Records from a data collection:
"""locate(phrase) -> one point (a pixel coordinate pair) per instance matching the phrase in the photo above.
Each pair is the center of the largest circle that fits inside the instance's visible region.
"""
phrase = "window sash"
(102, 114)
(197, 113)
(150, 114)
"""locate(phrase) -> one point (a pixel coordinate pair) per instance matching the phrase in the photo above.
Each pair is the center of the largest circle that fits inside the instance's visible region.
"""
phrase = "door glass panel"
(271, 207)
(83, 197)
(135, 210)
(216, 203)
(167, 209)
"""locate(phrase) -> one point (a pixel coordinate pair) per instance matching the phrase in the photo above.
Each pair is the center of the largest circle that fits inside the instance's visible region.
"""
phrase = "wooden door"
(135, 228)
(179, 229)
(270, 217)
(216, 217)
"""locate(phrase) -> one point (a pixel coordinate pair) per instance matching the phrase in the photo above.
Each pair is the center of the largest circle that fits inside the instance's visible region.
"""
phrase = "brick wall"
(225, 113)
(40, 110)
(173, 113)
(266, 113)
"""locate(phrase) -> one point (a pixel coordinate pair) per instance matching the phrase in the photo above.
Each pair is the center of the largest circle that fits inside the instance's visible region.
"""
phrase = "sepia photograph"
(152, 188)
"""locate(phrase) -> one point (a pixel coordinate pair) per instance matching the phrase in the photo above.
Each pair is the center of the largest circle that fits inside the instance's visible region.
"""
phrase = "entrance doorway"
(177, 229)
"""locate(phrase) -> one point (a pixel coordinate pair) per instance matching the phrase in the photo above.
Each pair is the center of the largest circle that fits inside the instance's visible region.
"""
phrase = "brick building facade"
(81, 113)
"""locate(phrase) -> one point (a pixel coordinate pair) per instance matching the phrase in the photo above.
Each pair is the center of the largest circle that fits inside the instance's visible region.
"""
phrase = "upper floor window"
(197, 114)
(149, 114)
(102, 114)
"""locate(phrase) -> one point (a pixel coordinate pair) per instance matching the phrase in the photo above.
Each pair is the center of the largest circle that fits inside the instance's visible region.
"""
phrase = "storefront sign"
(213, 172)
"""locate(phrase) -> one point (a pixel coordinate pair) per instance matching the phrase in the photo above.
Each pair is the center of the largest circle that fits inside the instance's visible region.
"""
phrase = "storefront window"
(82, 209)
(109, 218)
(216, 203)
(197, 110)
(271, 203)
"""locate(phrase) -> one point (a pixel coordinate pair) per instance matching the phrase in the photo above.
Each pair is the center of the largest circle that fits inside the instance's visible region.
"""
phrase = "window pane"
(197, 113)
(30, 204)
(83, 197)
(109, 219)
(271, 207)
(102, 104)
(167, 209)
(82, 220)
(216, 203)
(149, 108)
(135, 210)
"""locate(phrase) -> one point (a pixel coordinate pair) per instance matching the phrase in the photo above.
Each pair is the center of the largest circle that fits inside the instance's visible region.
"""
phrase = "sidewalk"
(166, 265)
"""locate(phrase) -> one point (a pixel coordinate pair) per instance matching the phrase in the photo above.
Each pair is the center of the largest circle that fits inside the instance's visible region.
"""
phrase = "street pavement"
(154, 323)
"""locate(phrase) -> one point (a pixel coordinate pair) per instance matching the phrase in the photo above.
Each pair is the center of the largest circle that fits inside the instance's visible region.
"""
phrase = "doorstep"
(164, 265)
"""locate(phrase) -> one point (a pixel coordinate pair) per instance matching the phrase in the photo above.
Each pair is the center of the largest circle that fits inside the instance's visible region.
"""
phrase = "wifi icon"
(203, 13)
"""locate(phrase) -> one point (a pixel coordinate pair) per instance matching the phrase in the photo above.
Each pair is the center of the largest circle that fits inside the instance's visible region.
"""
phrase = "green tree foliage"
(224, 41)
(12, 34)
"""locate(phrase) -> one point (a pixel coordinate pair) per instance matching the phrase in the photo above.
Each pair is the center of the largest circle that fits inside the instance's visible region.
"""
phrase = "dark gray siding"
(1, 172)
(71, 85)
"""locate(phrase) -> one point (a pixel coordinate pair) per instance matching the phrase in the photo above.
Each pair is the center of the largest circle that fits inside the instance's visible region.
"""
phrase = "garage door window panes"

(CHALLENGE) Restate the records, all of them, precisely as written.

(THE RESULT)
"""locate(phrase) -> one point (a pixel coordinate pair) per instance matching the phrase in the photo above.
Each pair is the center of the largest circle that fits inside the instance's visible region.
"""
phrase = "window sash"
(102, 114)
(197, 113)
(150, 114)
"""locate(phrase) -> one point (a pixel coordinate pair) per instance matching the phrase in the photo above.
Each pair is the center of the largest circle that fits inside the instance's visible region.
"""
phrase = "door glass panel"
(271, 207)
(83, 197)
(135, 210)
(216, 203)
(167, 209)
"""locate(phrase) -> one point (a pixel coordinate pair) per instance matching the phrase in the photo above.
Each pair is the center of the largest circle that fits inside the instance's visible region.
"""
phrase = "wooden door"
(135, 228)
(179, 229)
(270, 217)
(216, 217)
"""locate(phrase) -> one point (a pixel coordinate pair) per instance matching the phrase in the photo above.
Each pair is the center of the largest circle that fits inside the instance's visible region.
"""
phrase = "brick wall"
(225, 113)
(40, 110)
(173, 113)
(266, 113)
"""locate(phrase) -> one point (a pixel coordinate pair) per instance matching the phrase in the photo above.
Each pair is the center of the largest circle that fits inside the instance's visible region.
"""
phrase = "sepia photograph"
(152, 188)
"""locate(phrase) -> one point (a pixel coordinate pair) per instance matching the phrase in the photo above.
Each pair is the center of the largest circle that fits inside the instance's visible region.
"""
phrase = "entrance doorway"
(177, 229)
"""locate(phrase) -> one point (a pixel coordinate pair) per instance matching the phrase in the photo above.
Each pair is the center of the largest circle that fits inside the instance's visible region.
"""
phrase = "brick building facade"
(81, 113)
"""locate(phrase) -> one point (a pixel coordinate pair) per instance matching the phrase in the photo above.
Each pair is the center of the largest circle that fits inside the instance's visible region.
"""
phrase = "upper floor window"
(197, 114)
(149, 114)
(102, 114)
"""locate(phrase) -> one point (a pixel coordinate pair) per instance matching the phrase in the photo above.
Each pair is the center of the largest circle that fits inside the instance's visible region.
"""
phrase = "storefront sign"
(213, 172)
"""locate(phrase) -> one point (a pixel coordinate pair) per instance matching the phrase in the photo above.
Each pair is the center of the largest circle that fits inside the instance's visible region.
"""
phrase = "storefront window"
(82, 209)
(109, 218)
(216, 203)
(197, 110)
(271, 203)
"""locate(phrase) -> one point (a pixel coordinate pair) per instance matching the phrase in the photo above.
Each pair is the center of the largest circle that fits inside the instance's visible region.
"""
phrase = "window pane"
(197, 113)
(30, 204)
(83, 197)
(109, 219)
(271, 207)
(102, 104)
(167, 209)
(82, 220)
(216, 203)
(149, 108)
(135, 210)
"""locate(phrase) -> one point (a pixel coordinate pair) per instance matching the phrase in the photo above.
Each pair is the center of the largest circle that fits inside the instance's visible region.
"""
phrase = "sidewalk"
(166, 265)
"""locate(phrase) -> one point (a pixel coordinate pair) per instance matching the phrase in the photo above.
Each pair is the center of the largest circle that fits inside the instance's visible region.
"""
phrase = "street pavement"
(154, 323)
"""locate(phrase) -> one point (a pixel coordinate pair) per instance matching the phrase in the photo above.
Each pair is the center of the largest circle that fits inside the instance's visible region.
"""
phrase = "doorstep"
(164, 265)
"""locate(phrase) -> one point (a pixel coordinate pair) per instance matching the phrase in the photo above.
Each pair is the center of the largest circle that fits inside the instance's visible region.
"""
phrase = "wifi icon"
(203, 13)
"""locate(phrase) -> one point (a pixel coordinate pair) per instance matching the phrase in the photo above.
Each pair is the center of the largest circle that fits inside the instance's visible region.
"""
phrase = "green tree foliage"
(224, 41)
(12, 34)
"""locate(phrase) -> one point (a pixel coordinate pair) per instance matching the phrase in the photo above.
Each pair is the center of the largest circle that fits inside the instance's visible region.
"""
phrase = "dark gray siding"
(1, 172)
(71, 85)
"""locate(phrase) -> one point (a pixel coordinate pair) per instance matching the phrase in the photo above.
Each pair is the center of the largest circle that fits inside the instance's visible region.
"""
phrase = "garage door window panes"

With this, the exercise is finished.